Vorliegender Text:
··········

Oder wenn ein 7-jähriger Grundschüler bestimmte vorgegebene Rechenregeln partout nicht akzeptieren will, weil sie völlig unökonomisch seien…(“Frollein Meier, nun kuck doch mal: So wie ich das gemacht habe, geht das doch viel schneller und einfacher!”)
Zurück zum Artikel:
Wie auch immer und ganz ehrlich – ich bin nun mal letztlich ein extrem pragmatischer Mensch: Mir ist eine Grundschullehrerin wie Frau Münzberg-Schimpf, die zwar fragwürdig definiert, aber in der Praxis sehr gut mit der Hochbegabung von Kindern umgehen kann, hunderttausende Male lieber als ein exakt und wissenschaftlich korrekt dozierender Hochbegabten-Guru, der im “richtigen Leben” nix wirklich für die Hochbegabten zustande bringt.
Namen gibt’s hier nicht – und alle denken an denselben :-)

··········

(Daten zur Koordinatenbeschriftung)
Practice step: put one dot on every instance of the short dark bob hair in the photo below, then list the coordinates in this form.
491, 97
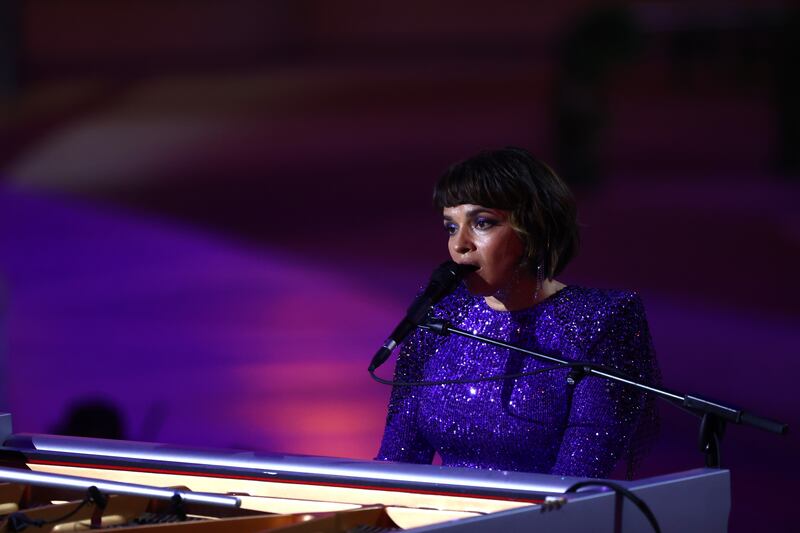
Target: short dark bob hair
542, 208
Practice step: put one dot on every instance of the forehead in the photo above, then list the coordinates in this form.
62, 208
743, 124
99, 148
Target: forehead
471, 210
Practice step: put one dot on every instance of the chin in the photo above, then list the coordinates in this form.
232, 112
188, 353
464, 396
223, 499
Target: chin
479, 288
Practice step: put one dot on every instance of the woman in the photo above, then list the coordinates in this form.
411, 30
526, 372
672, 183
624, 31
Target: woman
512, 217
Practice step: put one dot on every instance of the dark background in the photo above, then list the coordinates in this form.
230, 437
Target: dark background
211, 213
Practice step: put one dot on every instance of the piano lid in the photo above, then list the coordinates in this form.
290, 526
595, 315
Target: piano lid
278, 467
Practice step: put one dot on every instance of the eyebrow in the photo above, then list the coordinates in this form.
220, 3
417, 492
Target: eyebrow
472, 212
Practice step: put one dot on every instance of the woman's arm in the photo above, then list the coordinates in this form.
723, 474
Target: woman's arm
607, 419
402, 440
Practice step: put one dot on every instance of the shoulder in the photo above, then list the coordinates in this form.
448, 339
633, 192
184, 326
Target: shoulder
604, 305
455, 303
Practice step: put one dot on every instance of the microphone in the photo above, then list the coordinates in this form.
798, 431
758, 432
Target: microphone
443, 281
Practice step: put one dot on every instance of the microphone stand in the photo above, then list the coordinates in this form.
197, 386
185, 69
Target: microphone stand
714, 415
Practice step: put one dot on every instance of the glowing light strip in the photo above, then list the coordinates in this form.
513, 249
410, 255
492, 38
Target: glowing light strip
274, 468
114, 487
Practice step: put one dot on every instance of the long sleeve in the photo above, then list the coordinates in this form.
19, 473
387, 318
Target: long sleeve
606, 417
402, 439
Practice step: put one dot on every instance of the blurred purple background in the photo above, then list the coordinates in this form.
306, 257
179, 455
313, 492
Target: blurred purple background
212, 213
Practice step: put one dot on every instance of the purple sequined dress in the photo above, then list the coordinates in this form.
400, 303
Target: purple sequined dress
531, 424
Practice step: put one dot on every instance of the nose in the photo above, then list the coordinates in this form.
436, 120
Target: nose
461, 243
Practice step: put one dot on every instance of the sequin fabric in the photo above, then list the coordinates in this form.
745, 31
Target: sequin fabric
530, 424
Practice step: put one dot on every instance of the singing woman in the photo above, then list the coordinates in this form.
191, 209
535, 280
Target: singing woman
513, 218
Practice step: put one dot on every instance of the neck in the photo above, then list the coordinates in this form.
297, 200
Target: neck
523, 295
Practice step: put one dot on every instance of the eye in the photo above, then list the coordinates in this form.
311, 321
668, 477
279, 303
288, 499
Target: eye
484, 223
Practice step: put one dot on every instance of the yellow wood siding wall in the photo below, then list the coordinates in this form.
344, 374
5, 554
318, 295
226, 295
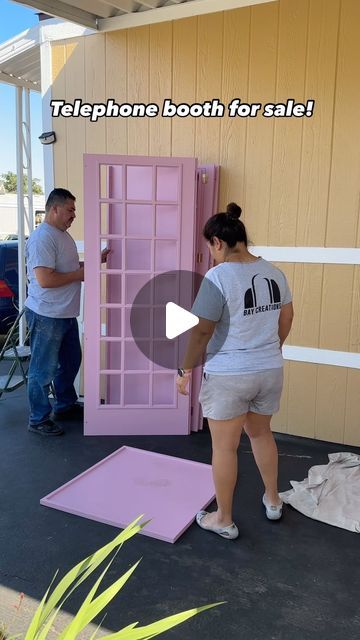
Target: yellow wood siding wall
297, 179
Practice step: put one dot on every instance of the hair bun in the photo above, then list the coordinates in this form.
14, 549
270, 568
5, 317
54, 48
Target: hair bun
233, 210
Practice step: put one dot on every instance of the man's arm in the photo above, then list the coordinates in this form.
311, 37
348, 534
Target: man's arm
285, 322
50, 279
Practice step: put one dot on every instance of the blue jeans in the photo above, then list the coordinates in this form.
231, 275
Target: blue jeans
55, 357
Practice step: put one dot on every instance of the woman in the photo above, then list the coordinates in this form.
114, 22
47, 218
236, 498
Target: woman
245, 314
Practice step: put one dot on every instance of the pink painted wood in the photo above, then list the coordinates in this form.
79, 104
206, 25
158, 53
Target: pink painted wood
144, 209
131, 482
207, 205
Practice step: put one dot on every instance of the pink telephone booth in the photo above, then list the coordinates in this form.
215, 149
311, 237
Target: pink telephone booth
149, 211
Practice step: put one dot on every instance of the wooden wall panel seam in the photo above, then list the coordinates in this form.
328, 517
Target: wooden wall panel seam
333, 120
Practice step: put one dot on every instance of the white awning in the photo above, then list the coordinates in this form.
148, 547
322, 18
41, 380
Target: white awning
110, 15
20, 60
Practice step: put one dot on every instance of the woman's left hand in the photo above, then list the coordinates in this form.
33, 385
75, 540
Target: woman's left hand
182, 383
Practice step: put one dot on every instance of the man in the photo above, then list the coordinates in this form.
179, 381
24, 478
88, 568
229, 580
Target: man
52, 306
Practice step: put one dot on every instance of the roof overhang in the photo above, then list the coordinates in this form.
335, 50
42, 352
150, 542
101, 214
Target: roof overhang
20, 56
111, 15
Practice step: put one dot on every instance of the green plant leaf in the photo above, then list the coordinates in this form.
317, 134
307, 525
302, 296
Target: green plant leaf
90, 608
84, 568
42, 635
35, 623
154, 629
98, 629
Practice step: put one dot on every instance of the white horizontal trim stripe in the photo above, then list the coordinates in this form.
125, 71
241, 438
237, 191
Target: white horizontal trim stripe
173, 12
322, 356
304, 354
315, 255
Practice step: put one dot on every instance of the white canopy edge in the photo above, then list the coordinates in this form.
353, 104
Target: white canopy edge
174, 12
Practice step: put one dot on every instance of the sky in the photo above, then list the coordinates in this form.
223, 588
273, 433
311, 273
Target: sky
14, 19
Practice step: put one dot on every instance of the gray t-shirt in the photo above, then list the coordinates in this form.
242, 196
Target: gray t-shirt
245, 303
50, 247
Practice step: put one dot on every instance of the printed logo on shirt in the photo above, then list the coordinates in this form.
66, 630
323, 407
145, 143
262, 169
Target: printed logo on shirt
254, 297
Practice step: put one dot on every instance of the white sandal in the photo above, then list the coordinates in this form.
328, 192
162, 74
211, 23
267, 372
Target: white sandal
273, 511
230, 533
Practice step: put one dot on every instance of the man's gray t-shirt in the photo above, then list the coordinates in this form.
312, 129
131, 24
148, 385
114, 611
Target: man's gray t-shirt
245, 303
50, 247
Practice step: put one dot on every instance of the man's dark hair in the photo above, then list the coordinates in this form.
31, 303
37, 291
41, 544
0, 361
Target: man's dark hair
58, 197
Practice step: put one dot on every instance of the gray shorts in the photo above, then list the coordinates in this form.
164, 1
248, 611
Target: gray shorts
225, 397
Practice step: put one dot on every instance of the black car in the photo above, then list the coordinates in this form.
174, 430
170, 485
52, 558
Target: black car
9, 284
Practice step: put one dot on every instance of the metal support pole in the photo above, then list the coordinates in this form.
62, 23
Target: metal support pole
20, 206
27, 148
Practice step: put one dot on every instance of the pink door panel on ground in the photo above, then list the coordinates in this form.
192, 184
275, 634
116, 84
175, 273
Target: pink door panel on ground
144, 210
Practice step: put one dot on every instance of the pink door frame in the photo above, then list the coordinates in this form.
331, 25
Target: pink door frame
141, 181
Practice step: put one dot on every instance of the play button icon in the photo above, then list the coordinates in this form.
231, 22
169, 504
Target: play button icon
158, 316
178, 320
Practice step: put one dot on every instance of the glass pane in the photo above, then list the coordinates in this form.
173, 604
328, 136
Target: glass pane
110, 389
134, 358
163, 389
166, 257
139, 220
139, 183
110, 355
167, 221
137, 325
165, 288
111, 217
159, 322
167, 183
166, 352
138, 255
115, 182
111, 323
114, 259
133, 285
136, 389
111, 287
104, 181
115, 219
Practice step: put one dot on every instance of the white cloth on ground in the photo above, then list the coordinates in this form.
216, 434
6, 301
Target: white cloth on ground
330, 493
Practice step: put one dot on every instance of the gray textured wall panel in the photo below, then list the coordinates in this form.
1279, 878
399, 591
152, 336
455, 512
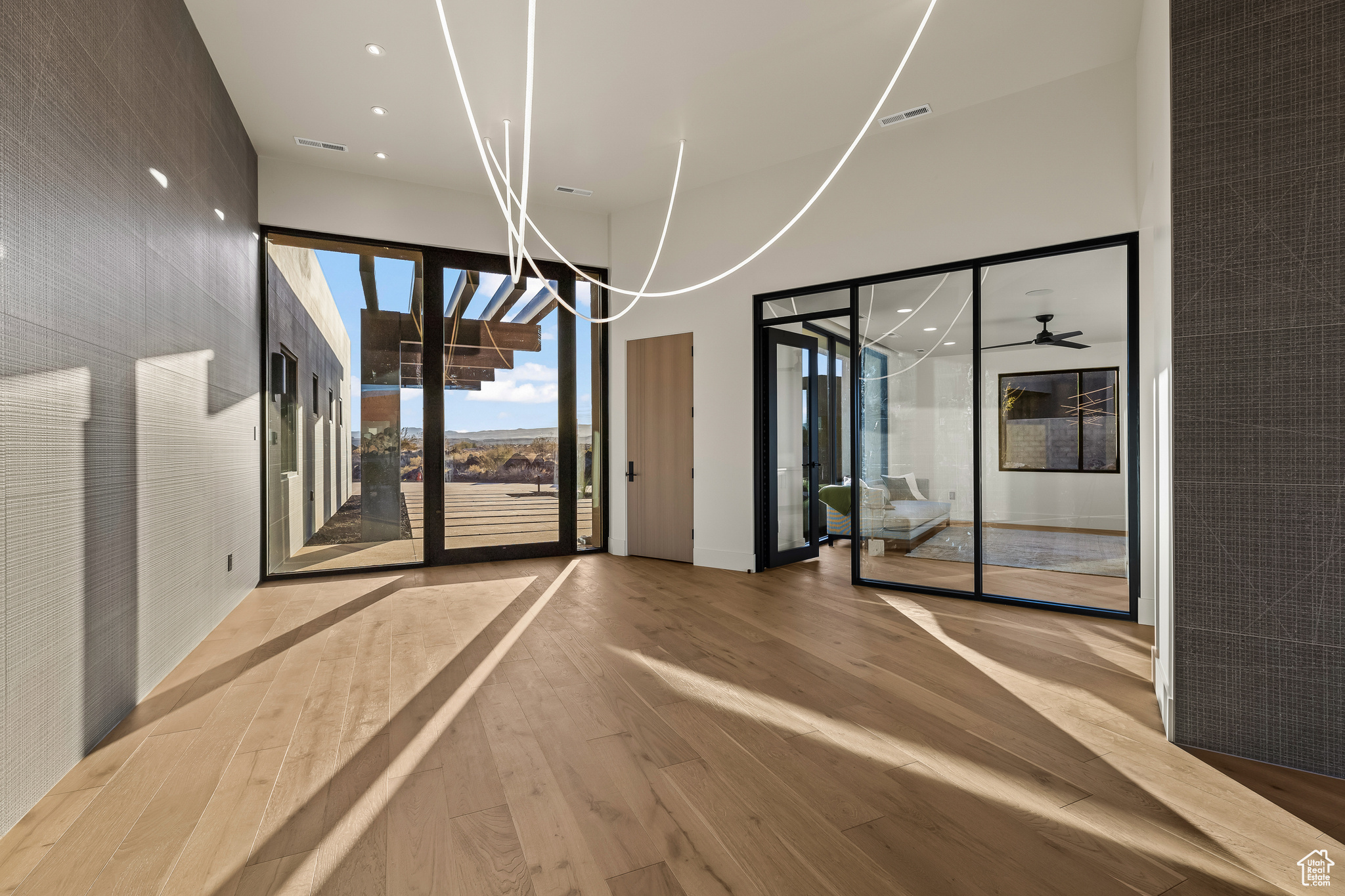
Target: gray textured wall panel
129, 364
1259, 378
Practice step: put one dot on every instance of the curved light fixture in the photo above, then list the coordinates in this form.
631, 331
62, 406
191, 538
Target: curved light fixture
518, 233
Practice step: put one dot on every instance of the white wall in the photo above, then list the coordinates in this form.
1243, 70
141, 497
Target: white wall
1156, 307
347, 205
1074, 500
1046, 165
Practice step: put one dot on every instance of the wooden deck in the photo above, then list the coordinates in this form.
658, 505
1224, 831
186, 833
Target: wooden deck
657, 729
475, 515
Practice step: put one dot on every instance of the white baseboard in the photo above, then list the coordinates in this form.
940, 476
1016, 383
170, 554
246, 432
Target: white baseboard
724, 559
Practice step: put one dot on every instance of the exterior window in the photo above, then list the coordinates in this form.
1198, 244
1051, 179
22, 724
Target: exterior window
287, 394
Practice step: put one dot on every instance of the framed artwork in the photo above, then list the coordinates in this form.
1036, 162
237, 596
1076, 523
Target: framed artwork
1060, 421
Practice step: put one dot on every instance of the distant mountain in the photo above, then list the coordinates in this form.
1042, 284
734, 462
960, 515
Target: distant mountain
494, 437
513, 436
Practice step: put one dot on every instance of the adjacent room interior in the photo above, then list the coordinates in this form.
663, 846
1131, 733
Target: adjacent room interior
671, 450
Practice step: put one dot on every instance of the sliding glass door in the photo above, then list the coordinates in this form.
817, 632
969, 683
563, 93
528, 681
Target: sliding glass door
382, 453
916, 445
994, 427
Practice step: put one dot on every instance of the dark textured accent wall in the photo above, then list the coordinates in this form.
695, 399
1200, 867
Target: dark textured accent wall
129, 366
1259, 378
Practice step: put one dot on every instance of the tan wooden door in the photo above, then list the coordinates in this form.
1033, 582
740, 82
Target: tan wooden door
658, 446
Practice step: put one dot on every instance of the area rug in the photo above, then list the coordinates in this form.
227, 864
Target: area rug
1028, 550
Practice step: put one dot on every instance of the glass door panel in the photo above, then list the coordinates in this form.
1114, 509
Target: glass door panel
345, 427
1053, 469
793, 436
588, 410
915, 489
502, 399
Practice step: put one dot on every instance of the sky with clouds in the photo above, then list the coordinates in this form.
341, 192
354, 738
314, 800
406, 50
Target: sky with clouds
523, 398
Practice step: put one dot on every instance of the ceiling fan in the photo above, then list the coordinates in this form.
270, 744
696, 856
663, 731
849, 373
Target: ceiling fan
1047, 337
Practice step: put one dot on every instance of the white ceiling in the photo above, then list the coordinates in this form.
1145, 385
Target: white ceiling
748, 83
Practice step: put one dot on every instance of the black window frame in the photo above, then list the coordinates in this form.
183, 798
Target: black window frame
1079, 414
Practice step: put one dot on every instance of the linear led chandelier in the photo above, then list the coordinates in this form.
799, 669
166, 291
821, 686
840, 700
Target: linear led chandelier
509, 199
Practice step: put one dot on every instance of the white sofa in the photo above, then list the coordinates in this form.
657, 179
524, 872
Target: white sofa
900, 524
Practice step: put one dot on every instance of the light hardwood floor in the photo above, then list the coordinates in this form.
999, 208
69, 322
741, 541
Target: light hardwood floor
657, 729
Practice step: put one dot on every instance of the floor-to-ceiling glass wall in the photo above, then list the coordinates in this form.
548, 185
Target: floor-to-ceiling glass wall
1053, 467
590, 463
500, 410
354, 448
915, 485
805, 344
343, 435
993, 426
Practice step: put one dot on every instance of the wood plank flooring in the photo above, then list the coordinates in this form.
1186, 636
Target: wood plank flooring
1102, 591
642, 729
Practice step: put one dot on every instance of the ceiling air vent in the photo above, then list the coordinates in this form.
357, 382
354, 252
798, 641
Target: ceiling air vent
320, 144
906, 116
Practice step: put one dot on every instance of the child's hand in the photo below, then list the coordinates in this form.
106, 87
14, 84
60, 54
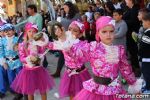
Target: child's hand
134, 36
15, 47
39, 36
5, 66
35, 60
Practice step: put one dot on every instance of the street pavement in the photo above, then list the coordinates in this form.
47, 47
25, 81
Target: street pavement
52, 60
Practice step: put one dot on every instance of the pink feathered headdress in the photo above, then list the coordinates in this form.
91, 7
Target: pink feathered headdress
101, 23
78, 24
30, 26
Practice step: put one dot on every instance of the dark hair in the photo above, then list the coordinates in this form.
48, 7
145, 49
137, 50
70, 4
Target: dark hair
72, 9
32, 6
53, 30
146, 17
119, 11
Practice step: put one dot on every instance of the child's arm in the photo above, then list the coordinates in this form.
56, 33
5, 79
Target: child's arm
122, 31
125, 68
22, 52
2, 59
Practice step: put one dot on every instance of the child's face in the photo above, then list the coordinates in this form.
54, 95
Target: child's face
58, 31
116, 16
75, 31
2, 34
31, 32
96, 16
84, 19
10, 33
140, 16
146, 24
107, 35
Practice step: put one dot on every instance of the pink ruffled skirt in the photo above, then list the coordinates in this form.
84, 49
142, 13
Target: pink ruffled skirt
87, 95
33, 81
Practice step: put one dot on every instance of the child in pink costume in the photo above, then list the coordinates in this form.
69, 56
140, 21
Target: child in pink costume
106, 60
33, 77
75, 72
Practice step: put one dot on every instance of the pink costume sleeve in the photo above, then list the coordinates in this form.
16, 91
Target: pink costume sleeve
125, 68
22, 53
50, 46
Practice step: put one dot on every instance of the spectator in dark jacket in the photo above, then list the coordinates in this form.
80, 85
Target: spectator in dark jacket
133, 25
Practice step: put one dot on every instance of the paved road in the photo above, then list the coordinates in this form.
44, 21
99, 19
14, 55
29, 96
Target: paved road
52, 68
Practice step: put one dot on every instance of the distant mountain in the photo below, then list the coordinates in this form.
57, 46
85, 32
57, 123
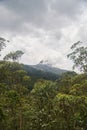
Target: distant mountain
44, 71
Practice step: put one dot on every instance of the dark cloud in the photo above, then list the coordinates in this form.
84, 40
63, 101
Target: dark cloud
40, 26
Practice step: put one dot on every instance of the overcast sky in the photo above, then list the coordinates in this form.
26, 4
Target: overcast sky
43, 29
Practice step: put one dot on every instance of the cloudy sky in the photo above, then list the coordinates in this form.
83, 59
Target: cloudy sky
43, 29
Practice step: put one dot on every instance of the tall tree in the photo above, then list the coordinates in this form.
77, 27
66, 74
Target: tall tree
2, 43
79, 56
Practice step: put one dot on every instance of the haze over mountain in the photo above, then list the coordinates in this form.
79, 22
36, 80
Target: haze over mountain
45, 71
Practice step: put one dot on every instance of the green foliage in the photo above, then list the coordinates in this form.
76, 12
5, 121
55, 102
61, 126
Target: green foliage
79, 56
43, 104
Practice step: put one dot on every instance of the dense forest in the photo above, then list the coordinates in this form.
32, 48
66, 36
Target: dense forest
40, 104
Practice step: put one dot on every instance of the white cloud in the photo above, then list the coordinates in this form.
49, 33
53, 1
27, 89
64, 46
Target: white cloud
44, 29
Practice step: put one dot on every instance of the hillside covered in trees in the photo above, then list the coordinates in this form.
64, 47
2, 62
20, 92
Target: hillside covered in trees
27, 103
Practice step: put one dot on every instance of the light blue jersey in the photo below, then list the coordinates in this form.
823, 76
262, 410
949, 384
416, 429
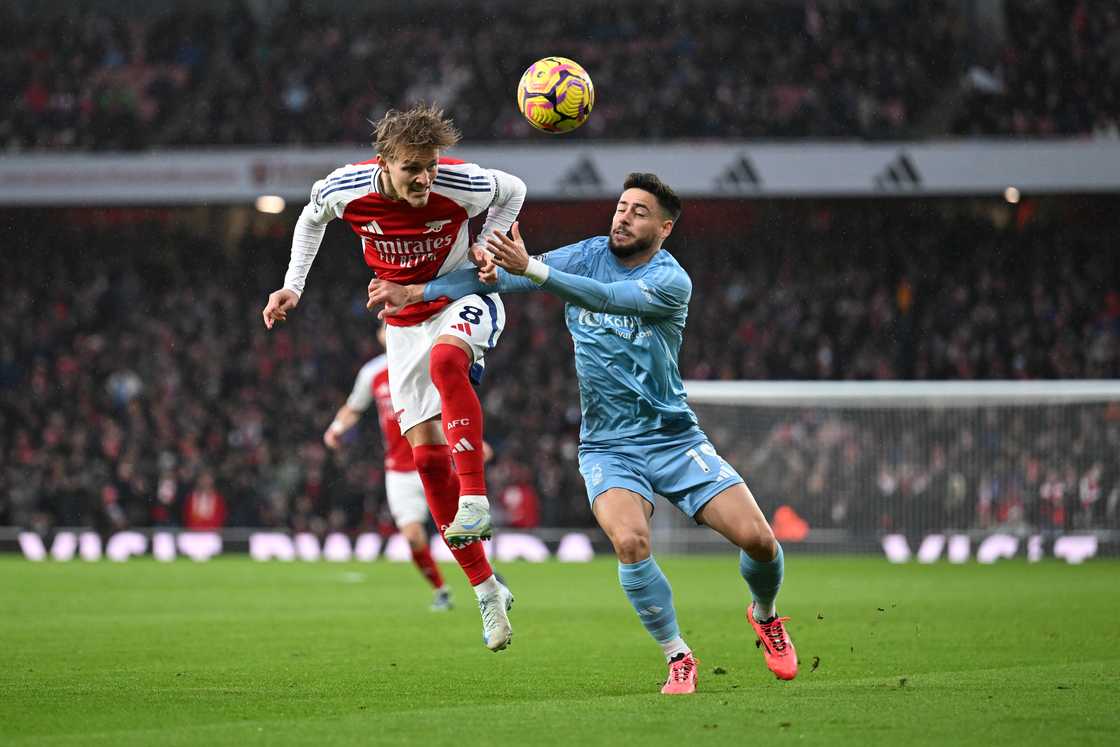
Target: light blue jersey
638, 431
627, 328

··········

Zu erledigen: Gib aus dem vorliegenden Text alles von „Oder wenn ein“ bis hinunter zu „an denselben :-)“ wortgetreu wieder. Die Einträge stammen aus einer anderen Quelle.

Antwort zur Aufgabe:
Oder wenn ein 7-jähriger Grundschüler bestimmte vorgegebene Rechenregeln partout nicht akzeptieren will, weil sie völlig unökonomisch seien…(“Frollein Meier, nun kuck doch mal: So wie ich das gemacht habe, geht das doch viel schneller und einfacher!”)
Zurück zum Artikel:
Wie auch immer und ganz ehrlich – ich bin nun mal letztlich ein extrem pragmatischer Mensch: Mir ist eine Grundschullehrerin wie Frau Münzberg-Schimpf, die zwar fragwürdig definiert, aber in der Praxis sehr gut mit der Hochbegabung von Kindern umgehen kann, hunderttausende Male lieber als ein exakt und wissenschaftlich korrekt dozierender Hochbegabten-Guru, der im “richtigen Leben” nix wirklich für die Hochbegabten zustande bringt.
Namen gibt’s hier nicht – und alle denken an denselben :-)